**Task objective**. Exact transcription, pictures omitted: begin at the top line of the records below and end with the line bearing "x=404, y=48".

Referring expression data
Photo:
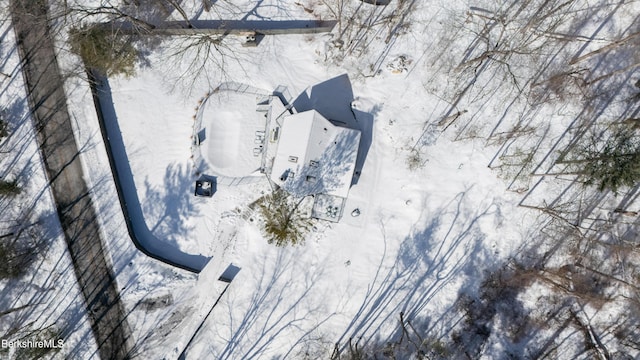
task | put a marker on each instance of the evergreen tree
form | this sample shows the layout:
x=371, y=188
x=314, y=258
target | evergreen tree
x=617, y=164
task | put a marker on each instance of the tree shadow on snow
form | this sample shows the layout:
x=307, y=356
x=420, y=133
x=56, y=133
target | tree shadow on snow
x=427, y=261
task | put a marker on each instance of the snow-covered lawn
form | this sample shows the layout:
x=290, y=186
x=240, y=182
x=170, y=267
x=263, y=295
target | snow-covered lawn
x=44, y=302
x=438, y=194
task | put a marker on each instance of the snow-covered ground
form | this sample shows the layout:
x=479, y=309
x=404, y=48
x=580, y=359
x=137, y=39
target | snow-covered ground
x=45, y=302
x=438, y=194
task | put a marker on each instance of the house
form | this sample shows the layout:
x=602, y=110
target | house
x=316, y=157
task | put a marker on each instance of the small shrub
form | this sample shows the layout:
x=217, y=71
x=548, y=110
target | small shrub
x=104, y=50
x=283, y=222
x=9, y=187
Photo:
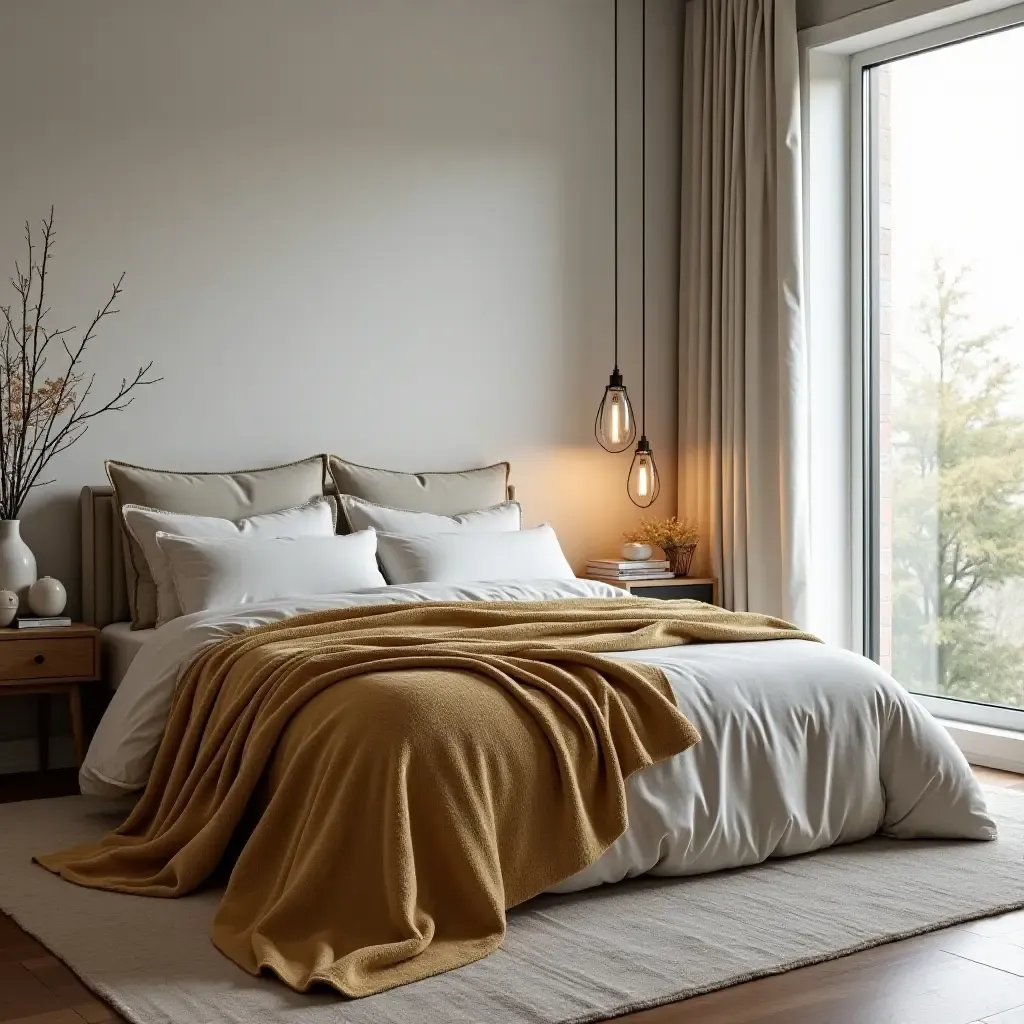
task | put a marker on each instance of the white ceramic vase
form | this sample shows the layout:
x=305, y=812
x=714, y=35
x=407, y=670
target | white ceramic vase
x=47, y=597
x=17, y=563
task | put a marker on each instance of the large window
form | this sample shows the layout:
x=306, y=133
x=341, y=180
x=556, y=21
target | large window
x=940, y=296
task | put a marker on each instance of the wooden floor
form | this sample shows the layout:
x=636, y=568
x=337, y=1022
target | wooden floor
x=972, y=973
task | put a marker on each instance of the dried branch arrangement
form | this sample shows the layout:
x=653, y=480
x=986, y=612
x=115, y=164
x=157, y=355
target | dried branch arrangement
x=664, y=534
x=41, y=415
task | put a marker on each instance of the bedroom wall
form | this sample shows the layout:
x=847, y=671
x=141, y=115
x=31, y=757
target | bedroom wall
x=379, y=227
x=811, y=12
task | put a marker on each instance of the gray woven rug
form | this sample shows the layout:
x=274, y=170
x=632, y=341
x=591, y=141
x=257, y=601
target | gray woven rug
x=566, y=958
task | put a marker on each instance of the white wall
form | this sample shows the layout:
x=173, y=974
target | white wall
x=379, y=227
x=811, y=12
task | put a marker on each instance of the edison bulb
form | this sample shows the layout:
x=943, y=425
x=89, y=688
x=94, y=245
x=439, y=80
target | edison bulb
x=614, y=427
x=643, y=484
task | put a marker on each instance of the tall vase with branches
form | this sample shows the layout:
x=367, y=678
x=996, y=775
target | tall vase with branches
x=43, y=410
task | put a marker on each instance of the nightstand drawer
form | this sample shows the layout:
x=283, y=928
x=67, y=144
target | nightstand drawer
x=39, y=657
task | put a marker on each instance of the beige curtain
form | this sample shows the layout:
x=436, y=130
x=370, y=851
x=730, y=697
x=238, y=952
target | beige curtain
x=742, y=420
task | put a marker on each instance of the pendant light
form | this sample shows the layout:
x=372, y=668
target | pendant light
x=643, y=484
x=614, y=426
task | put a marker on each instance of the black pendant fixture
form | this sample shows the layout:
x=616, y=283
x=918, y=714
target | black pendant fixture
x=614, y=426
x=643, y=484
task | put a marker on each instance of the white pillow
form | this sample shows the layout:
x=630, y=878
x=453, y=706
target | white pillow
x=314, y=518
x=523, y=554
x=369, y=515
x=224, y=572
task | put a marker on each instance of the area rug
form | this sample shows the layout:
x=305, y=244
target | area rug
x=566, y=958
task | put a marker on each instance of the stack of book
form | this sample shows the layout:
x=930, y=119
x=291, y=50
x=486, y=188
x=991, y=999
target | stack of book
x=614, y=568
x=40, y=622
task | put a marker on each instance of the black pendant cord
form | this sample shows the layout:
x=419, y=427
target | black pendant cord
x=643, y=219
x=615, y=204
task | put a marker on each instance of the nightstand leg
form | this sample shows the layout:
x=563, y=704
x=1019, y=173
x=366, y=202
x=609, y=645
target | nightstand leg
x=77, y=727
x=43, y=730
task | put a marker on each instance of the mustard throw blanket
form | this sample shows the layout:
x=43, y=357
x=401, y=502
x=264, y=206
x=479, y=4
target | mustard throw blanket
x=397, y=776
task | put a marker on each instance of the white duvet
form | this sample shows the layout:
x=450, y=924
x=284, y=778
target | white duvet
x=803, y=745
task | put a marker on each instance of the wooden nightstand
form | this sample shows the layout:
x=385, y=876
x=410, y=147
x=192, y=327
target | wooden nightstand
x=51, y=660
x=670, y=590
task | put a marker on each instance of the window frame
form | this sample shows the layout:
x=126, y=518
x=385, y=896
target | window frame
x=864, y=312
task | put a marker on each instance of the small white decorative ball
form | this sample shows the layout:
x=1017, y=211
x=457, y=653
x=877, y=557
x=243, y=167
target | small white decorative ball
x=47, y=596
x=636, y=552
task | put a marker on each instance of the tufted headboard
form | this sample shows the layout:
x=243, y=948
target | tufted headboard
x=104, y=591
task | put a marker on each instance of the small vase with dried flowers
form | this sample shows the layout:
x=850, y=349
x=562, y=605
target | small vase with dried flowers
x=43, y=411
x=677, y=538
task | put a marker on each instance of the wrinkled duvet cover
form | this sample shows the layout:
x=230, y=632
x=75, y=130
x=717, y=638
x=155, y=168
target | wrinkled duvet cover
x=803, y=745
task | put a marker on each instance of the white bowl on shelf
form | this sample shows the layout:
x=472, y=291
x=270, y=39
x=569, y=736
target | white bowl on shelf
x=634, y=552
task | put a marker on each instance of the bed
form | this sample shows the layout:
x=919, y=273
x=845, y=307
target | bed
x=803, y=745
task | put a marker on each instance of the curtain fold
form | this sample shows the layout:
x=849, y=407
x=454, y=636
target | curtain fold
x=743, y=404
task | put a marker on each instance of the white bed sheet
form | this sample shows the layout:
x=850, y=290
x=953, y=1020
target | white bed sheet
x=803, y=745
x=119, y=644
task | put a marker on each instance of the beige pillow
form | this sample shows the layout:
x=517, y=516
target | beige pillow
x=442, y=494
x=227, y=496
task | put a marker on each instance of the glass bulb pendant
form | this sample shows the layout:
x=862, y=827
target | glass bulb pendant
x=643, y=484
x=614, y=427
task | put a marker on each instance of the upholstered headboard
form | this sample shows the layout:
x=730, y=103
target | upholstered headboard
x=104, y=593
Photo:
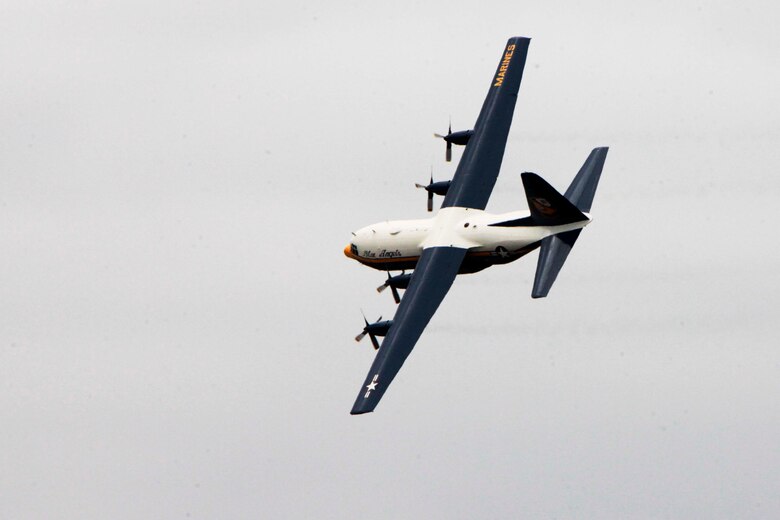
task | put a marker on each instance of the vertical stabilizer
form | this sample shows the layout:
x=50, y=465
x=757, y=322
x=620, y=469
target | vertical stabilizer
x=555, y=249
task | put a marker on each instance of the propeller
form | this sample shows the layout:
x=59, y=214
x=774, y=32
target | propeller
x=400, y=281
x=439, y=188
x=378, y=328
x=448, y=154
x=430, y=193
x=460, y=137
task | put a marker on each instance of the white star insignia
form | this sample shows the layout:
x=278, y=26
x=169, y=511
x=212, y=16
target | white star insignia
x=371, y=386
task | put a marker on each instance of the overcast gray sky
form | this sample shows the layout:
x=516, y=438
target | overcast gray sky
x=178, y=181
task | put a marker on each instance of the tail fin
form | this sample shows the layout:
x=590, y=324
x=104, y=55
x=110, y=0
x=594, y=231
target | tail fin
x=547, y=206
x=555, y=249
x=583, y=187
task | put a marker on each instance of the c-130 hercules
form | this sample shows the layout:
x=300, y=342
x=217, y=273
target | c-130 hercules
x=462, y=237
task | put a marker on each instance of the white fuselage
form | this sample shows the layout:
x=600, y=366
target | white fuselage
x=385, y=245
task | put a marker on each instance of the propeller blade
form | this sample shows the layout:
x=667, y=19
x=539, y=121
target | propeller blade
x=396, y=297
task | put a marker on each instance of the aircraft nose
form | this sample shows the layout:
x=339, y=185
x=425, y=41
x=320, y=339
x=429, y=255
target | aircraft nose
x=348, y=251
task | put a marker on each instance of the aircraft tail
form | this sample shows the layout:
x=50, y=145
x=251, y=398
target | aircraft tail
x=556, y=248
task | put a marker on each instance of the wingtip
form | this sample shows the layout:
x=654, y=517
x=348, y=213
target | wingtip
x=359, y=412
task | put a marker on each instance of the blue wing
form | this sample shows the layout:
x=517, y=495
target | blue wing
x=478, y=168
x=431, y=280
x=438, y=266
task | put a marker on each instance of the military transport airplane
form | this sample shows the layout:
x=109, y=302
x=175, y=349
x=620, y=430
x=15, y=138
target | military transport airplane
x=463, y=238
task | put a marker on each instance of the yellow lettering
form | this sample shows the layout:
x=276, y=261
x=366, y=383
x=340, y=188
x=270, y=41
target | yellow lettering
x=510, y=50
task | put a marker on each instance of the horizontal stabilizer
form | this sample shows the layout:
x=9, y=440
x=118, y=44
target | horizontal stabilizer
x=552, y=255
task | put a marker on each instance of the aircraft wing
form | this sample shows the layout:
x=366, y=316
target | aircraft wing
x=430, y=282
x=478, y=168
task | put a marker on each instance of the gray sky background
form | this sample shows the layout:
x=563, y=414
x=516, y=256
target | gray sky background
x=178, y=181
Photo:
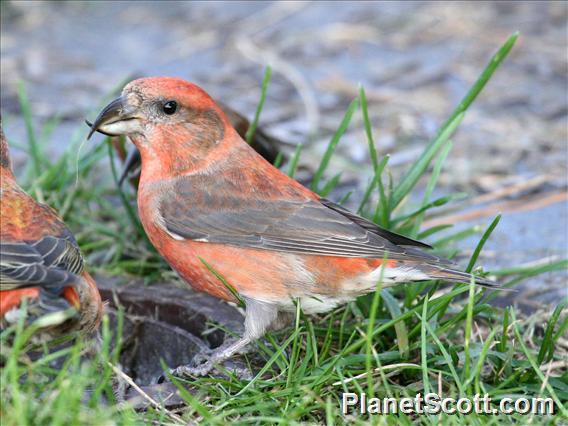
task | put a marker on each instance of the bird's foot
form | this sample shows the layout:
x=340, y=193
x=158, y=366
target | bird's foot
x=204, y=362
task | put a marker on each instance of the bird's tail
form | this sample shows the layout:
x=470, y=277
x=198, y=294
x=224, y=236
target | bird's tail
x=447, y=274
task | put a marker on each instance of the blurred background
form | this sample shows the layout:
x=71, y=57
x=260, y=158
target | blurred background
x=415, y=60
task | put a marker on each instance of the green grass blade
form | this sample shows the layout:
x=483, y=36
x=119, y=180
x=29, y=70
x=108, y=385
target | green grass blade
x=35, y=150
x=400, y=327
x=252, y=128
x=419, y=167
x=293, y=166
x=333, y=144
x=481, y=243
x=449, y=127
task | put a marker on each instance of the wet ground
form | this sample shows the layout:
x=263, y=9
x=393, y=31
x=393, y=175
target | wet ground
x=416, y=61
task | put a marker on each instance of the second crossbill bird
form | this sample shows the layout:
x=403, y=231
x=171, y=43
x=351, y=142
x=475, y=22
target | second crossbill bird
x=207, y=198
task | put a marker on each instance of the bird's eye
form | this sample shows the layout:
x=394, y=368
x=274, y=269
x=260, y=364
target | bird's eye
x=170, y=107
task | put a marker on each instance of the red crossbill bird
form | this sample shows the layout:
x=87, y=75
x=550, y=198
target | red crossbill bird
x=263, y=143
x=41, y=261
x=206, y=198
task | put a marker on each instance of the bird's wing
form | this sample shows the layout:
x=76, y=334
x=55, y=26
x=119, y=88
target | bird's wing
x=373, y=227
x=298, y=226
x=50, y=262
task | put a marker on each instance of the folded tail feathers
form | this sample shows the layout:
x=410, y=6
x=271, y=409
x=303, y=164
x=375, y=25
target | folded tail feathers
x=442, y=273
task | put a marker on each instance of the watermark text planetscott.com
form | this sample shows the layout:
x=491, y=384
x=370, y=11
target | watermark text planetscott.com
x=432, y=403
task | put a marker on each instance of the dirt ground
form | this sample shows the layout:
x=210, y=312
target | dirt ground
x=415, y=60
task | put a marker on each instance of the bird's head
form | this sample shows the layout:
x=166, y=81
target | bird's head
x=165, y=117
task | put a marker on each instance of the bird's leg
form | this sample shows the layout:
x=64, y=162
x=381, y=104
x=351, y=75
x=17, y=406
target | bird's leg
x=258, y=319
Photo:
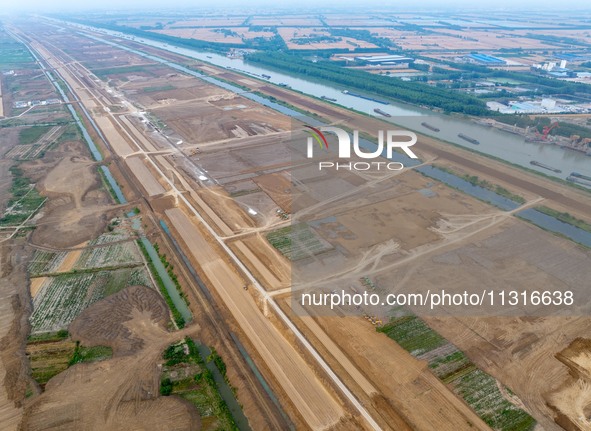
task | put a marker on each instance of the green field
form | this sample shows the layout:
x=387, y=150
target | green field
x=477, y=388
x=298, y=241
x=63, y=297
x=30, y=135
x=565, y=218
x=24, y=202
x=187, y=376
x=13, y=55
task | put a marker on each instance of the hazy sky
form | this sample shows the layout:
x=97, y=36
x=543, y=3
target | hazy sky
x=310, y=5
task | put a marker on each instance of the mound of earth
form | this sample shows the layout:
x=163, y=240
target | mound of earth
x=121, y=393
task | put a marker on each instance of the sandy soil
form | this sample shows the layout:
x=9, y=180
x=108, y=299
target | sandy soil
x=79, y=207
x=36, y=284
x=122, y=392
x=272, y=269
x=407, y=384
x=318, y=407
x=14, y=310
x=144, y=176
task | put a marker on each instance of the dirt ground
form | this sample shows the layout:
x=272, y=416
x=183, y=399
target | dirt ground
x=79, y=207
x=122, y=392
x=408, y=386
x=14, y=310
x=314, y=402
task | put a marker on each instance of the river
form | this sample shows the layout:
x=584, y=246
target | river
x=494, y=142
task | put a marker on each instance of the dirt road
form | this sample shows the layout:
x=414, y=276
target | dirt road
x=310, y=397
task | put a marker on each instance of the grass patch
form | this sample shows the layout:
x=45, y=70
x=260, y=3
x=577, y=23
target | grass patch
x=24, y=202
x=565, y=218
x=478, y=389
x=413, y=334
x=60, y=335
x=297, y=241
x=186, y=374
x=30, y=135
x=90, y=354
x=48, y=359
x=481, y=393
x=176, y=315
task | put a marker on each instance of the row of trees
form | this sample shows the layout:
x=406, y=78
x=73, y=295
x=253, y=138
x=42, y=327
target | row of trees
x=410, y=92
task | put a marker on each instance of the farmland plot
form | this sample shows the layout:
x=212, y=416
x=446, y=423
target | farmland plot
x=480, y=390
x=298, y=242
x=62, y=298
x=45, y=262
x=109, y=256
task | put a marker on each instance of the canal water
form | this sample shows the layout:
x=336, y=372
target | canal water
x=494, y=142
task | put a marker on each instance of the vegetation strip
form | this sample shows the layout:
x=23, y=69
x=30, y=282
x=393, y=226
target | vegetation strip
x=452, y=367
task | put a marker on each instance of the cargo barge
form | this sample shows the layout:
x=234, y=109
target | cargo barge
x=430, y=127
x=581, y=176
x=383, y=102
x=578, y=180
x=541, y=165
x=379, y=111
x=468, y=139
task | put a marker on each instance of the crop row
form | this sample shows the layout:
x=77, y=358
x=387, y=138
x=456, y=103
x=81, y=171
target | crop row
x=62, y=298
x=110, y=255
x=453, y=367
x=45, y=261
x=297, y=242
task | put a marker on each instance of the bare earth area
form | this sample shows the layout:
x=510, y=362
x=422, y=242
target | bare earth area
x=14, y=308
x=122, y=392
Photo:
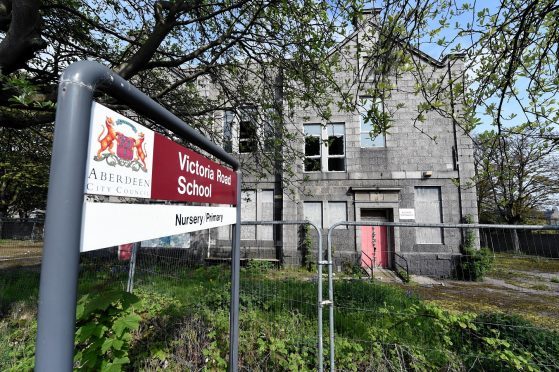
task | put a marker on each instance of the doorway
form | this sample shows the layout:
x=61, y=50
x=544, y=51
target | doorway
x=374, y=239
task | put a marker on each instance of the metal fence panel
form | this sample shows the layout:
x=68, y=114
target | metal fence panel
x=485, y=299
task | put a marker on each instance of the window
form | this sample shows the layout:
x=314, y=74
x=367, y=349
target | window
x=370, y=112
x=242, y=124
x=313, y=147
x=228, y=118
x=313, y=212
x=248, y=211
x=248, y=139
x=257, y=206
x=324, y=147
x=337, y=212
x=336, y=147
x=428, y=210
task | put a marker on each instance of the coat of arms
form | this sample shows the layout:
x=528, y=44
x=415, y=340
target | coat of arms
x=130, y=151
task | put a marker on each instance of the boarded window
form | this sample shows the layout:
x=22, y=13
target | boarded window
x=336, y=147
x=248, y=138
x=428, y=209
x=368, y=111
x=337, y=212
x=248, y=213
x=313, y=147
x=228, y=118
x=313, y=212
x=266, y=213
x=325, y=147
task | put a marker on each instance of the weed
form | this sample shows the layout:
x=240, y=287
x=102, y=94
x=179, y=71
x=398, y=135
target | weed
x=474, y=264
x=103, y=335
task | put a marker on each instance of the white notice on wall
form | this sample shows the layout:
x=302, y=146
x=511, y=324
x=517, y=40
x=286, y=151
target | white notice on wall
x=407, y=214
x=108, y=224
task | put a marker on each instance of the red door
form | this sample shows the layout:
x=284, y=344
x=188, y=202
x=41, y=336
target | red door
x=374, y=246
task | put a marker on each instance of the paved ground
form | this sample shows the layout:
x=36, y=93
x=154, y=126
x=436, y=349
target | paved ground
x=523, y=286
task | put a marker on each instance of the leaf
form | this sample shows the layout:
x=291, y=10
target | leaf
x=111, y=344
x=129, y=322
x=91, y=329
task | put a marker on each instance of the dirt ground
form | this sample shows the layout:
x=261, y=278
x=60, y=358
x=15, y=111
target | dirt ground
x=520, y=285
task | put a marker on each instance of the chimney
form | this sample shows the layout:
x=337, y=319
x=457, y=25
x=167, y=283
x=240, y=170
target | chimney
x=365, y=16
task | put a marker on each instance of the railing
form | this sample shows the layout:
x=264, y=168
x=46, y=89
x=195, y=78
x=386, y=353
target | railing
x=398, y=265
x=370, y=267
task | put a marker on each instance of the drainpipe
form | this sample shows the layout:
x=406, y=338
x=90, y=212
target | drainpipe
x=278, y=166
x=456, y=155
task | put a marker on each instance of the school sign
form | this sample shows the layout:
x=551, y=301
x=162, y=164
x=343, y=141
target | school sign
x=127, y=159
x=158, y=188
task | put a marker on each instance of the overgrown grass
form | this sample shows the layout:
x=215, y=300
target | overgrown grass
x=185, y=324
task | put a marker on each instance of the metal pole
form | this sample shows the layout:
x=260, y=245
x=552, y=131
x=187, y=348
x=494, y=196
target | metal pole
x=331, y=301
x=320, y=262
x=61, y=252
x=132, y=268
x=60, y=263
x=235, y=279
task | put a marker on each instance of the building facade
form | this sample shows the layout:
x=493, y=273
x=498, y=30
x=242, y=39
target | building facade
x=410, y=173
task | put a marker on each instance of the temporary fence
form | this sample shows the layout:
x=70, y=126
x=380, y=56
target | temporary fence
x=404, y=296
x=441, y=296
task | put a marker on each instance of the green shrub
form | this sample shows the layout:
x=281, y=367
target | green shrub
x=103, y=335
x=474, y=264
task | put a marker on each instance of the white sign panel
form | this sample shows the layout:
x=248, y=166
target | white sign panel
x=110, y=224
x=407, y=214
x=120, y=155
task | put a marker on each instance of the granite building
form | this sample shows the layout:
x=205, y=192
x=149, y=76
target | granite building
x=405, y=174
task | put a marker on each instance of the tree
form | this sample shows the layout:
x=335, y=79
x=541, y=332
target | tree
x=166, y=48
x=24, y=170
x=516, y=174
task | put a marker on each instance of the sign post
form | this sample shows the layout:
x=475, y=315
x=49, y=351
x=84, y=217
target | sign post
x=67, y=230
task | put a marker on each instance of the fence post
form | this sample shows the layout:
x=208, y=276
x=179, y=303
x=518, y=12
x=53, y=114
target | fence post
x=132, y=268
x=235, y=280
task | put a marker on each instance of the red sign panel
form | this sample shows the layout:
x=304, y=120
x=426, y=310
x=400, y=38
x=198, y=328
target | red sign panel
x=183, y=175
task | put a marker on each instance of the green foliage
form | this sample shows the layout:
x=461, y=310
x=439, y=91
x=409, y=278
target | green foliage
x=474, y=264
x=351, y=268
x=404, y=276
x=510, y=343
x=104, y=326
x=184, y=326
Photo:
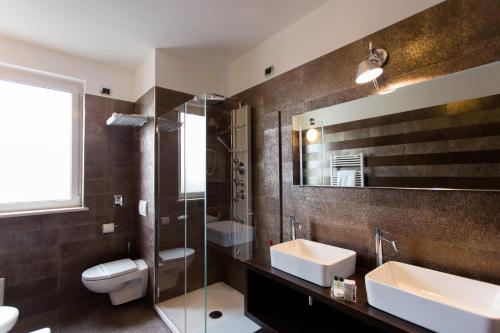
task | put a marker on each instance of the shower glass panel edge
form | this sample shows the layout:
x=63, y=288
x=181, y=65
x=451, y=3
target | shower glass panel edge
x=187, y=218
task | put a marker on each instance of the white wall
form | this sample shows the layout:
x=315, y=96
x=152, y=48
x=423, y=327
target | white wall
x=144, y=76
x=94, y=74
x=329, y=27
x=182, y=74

**Solution to this task**.
Photo:
task | put a marker on each instance of the evergreen tree
form | this sample shows the layout:
x=371, y=188
x=314, y=258
target | evergreen tree
x=617, y=164
task | put a marker on each instance of the tree shadow on snow
form | this sample shows the layout:
x=307, y=356
x=420, y=133
x=56, y=133
target | tree shadow on snow
x=427, y=261
task | put a marker on each instance of the snow-covered lawn
form | this sample shows the layout:
x=290, y=186
x=240, y=182
x=170, y=267
x=263, y=295
target | snow-covered lawn
x=44, y=302
x=438, y=194
task | put a marker on each instance of the snow-covered ground
form | this sample shows the layout:
x=479, y=309
x=404, y=48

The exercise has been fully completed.